_EXERCISE PROMPT_
When you reach the line containing "For every instance of the arched transom", begin reproducing the lines exactly and continue through the end of the listing, leaving out the pictures.

──────── MATERIAL PROVIDED ────────

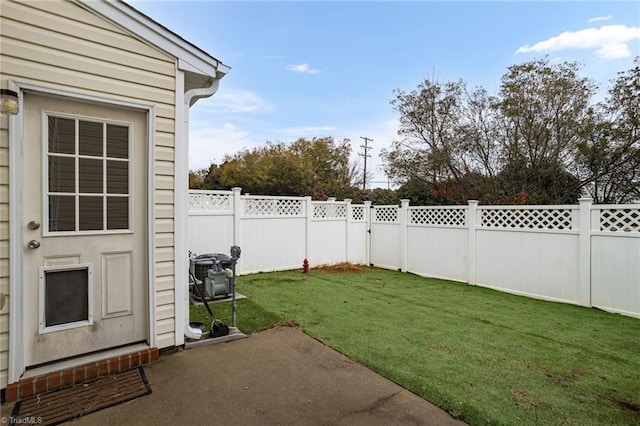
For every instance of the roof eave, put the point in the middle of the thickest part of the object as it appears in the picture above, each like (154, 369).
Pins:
(190, 57)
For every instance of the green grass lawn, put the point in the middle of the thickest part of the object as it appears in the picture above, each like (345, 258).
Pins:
(484, 356)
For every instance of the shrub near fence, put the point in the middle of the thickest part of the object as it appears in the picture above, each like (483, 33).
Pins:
(583, 254)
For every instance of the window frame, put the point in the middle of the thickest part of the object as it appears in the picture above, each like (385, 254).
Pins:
(45, 155)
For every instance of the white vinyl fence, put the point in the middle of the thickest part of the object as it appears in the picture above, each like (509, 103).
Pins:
(277, 233)
(582, 254)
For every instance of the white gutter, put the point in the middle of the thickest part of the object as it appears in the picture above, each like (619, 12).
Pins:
(182, 207)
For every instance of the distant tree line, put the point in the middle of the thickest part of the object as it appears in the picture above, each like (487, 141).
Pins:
(540, 140)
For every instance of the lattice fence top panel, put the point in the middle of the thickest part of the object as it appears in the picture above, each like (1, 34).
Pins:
(201, 202)
(620, 220)
(437, 216)
(329, 210)
(357, 213)
(388, 214)
(538, 218)
(273, 207)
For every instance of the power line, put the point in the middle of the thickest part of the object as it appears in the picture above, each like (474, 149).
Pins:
(365, 154)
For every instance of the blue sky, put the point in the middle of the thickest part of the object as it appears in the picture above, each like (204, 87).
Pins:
(312, 69)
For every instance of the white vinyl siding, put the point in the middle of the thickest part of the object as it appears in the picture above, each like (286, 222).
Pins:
(62, 45)
(4, 248)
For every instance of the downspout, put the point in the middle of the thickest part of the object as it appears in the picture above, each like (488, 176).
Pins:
(182, 264)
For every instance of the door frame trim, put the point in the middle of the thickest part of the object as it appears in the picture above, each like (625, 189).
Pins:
(16, 212)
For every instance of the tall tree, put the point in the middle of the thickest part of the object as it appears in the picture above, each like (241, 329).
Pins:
(608, 161)
(318, 167)
(542, 106)
(429, 145)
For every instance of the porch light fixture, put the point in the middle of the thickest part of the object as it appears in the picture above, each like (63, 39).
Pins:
(8, 102)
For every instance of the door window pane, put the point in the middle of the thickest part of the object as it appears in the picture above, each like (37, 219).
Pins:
(66, 296)
(91, 138)
(90, 176)
(88, 170)
(62, 213)
(117, 177)
(117, 141)
(62, 135)
(62, 174)
(118, 213)
(91, 213)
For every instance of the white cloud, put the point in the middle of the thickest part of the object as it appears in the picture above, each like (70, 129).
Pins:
(234, 101)
(608, 41)
(305, 131)
(600, 18)
(303, 68)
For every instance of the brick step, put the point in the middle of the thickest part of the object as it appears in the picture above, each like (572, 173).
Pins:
(54, 380)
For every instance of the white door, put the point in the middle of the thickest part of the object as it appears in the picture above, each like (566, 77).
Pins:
(85, 230)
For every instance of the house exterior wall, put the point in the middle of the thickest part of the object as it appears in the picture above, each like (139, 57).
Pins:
(64, 46)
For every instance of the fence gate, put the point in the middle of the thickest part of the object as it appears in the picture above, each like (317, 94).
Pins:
(385, 237)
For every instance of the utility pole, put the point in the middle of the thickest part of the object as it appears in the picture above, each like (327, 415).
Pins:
(365, 154)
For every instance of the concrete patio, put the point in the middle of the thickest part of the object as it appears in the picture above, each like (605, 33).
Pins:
(276, 377)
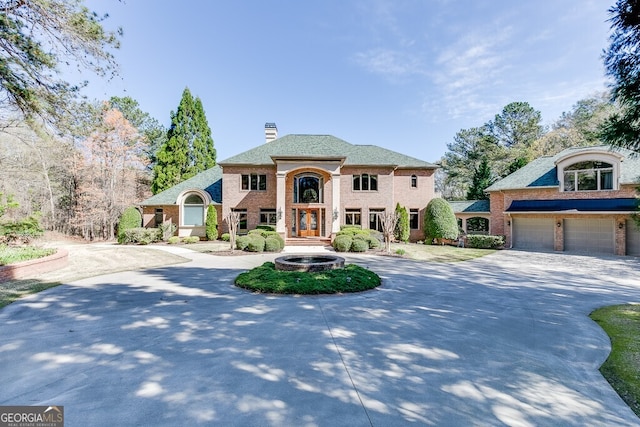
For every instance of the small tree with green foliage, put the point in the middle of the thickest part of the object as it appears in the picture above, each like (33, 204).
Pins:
(212, 223)
(402, 227)
(130, 218)
(439, 222)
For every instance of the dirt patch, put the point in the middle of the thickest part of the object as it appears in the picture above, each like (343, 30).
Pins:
(88, 260)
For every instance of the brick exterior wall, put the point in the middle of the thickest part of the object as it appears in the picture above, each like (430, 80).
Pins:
(394, 186)
(501, 200)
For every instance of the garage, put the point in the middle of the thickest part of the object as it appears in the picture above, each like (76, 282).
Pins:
(633, 238)
(593, 236)
(533, 233)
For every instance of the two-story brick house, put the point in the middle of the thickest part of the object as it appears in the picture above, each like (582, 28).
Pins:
(580, 200)
(307, 186)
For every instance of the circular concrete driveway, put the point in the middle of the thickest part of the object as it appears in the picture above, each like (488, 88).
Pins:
(501, 340)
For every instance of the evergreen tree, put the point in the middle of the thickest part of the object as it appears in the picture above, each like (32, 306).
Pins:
(480, 181)
(188, 149)
(622, 62)
(402, 226)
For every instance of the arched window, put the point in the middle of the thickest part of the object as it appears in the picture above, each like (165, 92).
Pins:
(588, 175)
(193, 210)
(307, 188)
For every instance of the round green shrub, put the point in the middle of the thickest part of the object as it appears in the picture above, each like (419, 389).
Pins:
(191, 239)
(242, 242)
(130, 218)
(256, 243)
(212, 223)
(272, 244)
(359, 245)
(440, 221)
(342, 243)
(372, 242)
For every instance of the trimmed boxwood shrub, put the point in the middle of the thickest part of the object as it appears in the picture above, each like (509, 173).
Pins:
(439, 221)
(242, 242)
(359, 245)
(272, 244)
(342, 243)
(256, 243)
(480, 241)
(130, 218)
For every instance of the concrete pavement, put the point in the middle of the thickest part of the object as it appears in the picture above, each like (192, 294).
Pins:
(501, 340)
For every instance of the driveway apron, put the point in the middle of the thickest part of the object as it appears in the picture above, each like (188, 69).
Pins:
(500, 340)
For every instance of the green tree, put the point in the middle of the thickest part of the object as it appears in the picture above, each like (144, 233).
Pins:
(130, 218)
(402, 226)
(480, 181)
(39, 35)
(212, 223)
(622, 63)
(188, 149)
(469, 149)
(439, 221)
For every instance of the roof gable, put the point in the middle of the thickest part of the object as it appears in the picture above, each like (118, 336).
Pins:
(209, 181)
(324, 146)
(542, 171)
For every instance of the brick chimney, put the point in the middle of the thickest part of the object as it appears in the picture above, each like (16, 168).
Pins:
(270, 131)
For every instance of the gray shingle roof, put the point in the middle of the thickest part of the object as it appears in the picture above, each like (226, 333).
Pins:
(470, 206)
(542, 171)
(323, 146)
(209, 181)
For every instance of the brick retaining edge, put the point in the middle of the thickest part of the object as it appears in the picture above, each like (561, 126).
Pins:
(34, 267)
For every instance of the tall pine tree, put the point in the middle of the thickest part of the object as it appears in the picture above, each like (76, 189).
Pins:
(188, 149)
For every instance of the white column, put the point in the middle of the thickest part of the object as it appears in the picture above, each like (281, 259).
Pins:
(280, 202)
(335, 190)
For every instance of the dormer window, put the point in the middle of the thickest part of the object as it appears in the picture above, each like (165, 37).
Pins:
(588, 176)
(589, 169)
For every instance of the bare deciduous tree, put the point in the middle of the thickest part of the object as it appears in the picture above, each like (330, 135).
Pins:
(233, 221)
(389, 222)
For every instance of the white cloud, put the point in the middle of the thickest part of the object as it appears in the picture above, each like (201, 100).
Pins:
(390, 63)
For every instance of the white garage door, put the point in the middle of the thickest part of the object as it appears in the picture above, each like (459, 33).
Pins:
(589, 236)
(533, 233)
(633, 238)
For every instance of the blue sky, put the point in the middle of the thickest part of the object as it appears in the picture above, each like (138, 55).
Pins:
(402, 74)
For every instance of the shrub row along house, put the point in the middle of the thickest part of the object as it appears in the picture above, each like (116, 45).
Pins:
(307, 186)
(304, 185)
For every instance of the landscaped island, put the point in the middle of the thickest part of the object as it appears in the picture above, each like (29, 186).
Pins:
(266, 279)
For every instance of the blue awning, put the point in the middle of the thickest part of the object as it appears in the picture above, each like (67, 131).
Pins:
(576, 205)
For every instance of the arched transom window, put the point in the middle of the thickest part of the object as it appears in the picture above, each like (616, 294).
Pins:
(193, 210)
(590, 175)
(307, 188)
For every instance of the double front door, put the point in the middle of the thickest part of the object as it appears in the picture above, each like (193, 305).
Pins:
(308, 222)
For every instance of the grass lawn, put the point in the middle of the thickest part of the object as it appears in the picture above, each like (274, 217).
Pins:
(622, 367)
(14, 254)
(265, 278)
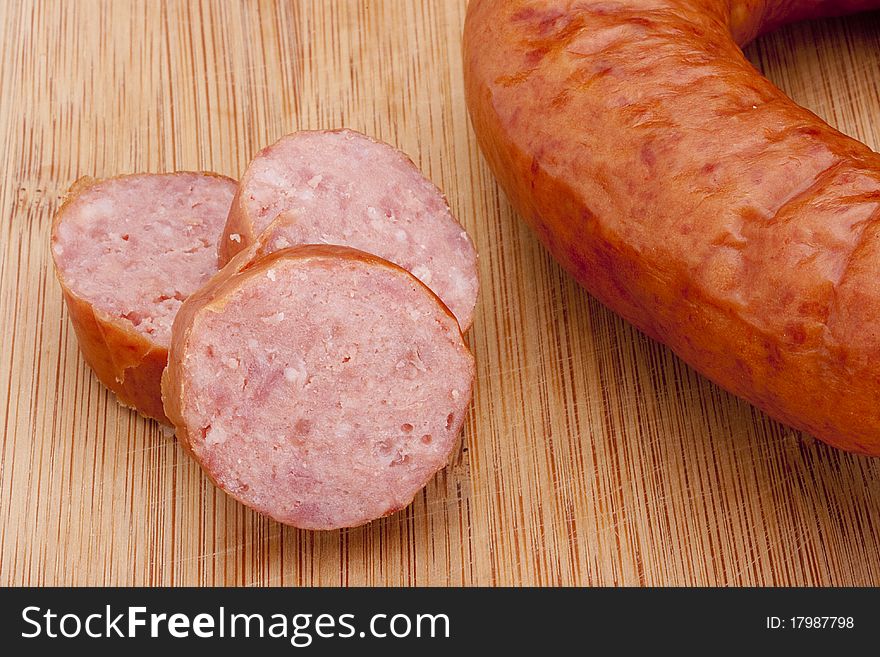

────────

_OUTPUT OF THE TASK_
For every instance of the arched transom window, put the point in the middle of the thickest part of the object as it appears in the picture above, each like (616, 294).
Pins:
(193, 210)
(590, 175)
(307, 188)
For every instance of the double front door, put the point in the middle of the thickest part of the object as it appears in the picture above, each like (193, 305).
Pins:
(308, 222)
For every instance of the grass lawn, put the point in the middle of the thickest part of the object as it appears in the picture above, each like (274, 217).
Pins:
(622, 367)
(14, 254)
(265, 278)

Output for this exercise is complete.